### PASSAGE:
--- BEGIN ---

It has also made me more aware of the importance of symbols as strong signs of hope and expressions of grief and recovery. It has also shown me just how much we need one another and rely on one another as community. None of us can live as Islands or lone rangers. We couldn't be the best version of ourselves by ourselves. We have much to give and also to receive. 

It also impressed on me just how that only as nation a is founded on values that cherish the person as one made in the image of God and accords human dignity accordingly to the individual and with it systems that uphold and value integrity and true liberty can produce such a symbol of rebirth, compassion and rebirth. 






I take a few moments to soak in the experience as I sip on a coffee from the cafĂ© where I can see the trident and the city through the glass walls. The museum is best experienced over a few hours - definitely not something you would want to rush through. 



I take a deep breath and decide that I am going to make the most of my three day pass. The sun had set a little while ago. I steel myself to visit the Empire State Building. I ride 8 stops on the yellow line and then walk the short distance to my destination. I am a bit wary of walking in this part of the city after dark as there isn't that much police presence here. I was keenly aware of my first experience as a solo female traveller. 






I encounter the turnstile. This time it doesn't give me any grief. 




 I breathe a sigh of relief when I arrive at the 102 storey art deco building - the Empire State Building. It is 381m tall and was completed in 1931. It held the title of the world's tallest building until 1971. 





There is a small museum before you get to the observation deck. The view is quite magnificent indeed. But the price, well, if this wasn't an inclusion in the New York Pass, I would not have purchased a separate ticket for it.

--- END ---

### DATA RECORDS:

--- BEGIN ---

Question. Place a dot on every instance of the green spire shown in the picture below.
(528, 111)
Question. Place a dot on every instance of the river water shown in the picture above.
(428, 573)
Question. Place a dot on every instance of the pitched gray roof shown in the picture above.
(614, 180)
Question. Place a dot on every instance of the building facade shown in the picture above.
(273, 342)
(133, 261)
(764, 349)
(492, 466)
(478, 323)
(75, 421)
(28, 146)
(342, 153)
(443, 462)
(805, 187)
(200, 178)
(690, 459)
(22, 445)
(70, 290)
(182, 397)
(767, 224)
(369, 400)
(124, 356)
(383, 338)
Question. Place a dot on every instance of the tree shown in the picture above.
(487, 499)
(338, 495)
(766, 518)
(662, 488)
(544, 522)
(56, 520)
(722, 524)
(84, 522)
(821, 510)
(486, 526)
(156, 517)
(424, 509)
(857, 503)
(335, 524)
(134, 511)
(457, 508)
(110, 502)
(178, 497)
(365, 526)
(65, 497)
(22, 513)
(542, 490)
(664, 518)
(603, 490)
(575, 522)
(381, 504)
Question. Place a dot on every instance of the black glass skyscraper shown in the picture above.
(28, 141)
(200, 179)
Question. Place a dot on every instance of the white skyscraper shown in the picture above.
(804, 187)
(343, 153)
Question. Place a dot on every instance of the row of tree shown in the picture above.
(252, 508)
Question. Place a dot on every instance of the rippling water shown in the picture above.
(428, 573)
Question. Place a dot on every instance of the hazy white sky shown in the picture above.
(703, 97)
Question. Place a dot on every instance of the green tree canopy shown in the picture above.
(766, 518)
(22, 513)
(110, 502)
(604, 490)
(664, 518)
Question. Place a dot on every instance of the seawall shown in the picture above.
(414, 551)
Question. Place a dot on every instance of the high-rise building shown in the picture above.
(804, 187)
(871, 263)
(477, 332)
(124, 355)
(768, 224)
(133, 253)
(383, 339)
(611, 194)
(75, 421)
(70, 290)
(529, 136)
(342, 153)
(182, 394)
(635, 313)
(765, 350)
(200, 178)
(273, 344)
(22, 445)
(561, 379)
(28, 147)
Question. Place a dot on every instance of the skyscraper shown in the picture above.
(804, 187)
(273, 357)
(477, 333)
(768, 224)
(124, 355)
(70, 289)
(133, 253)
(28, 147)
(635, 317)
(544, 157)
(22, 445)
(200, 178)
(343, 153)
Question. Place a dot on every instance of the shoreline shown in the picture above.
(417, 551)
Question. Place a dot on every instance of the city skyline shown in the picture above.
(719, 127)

--- END ---

### REQUIREMENT A:
List each number the New York travel passage gives about the Empire State Building, with what it measures.
### REQUIREMENT B:
Continue the New York travel passage from its final sentence.

### TASK OUTPUT A:
- 102: the number of storeys
- 381m: its height
- 1931: the year it was completed
- 1971: the year it stopped being the world's tallest building

### TASK OUTPUT B:
According to the Britannica, "the Empire State Building has made guest appearances in numerous popular cultural mediums—beginning with perhaps its first and most famous one, in the film King Kong, which was released in 1933, soon after the building’s opening." 














All in all, I felt quite pleased with how I had been able to get good use from the pass. A lot of research and planning had gone into creating my big list (with entry prices, location, opening times details) and then my short list of activities and sights I wanted to use my pass for. I had to forgo some activities e.g. bike ride through Central Park because of the timing and location of the other things I wanted to do. For example, as the Statue of Liberty and Ellis Island visit is rather inexpensive, it made more sense to buy a separate ticket for that than to use my pass for it. I used both a Google Maps saved list feature and  Google sheet to work out my itinerary and activities to arrive at the best combination of activities to maximise my time and cost investment. 

Speaking of the famed lady, that's where I'll be going tomorrow.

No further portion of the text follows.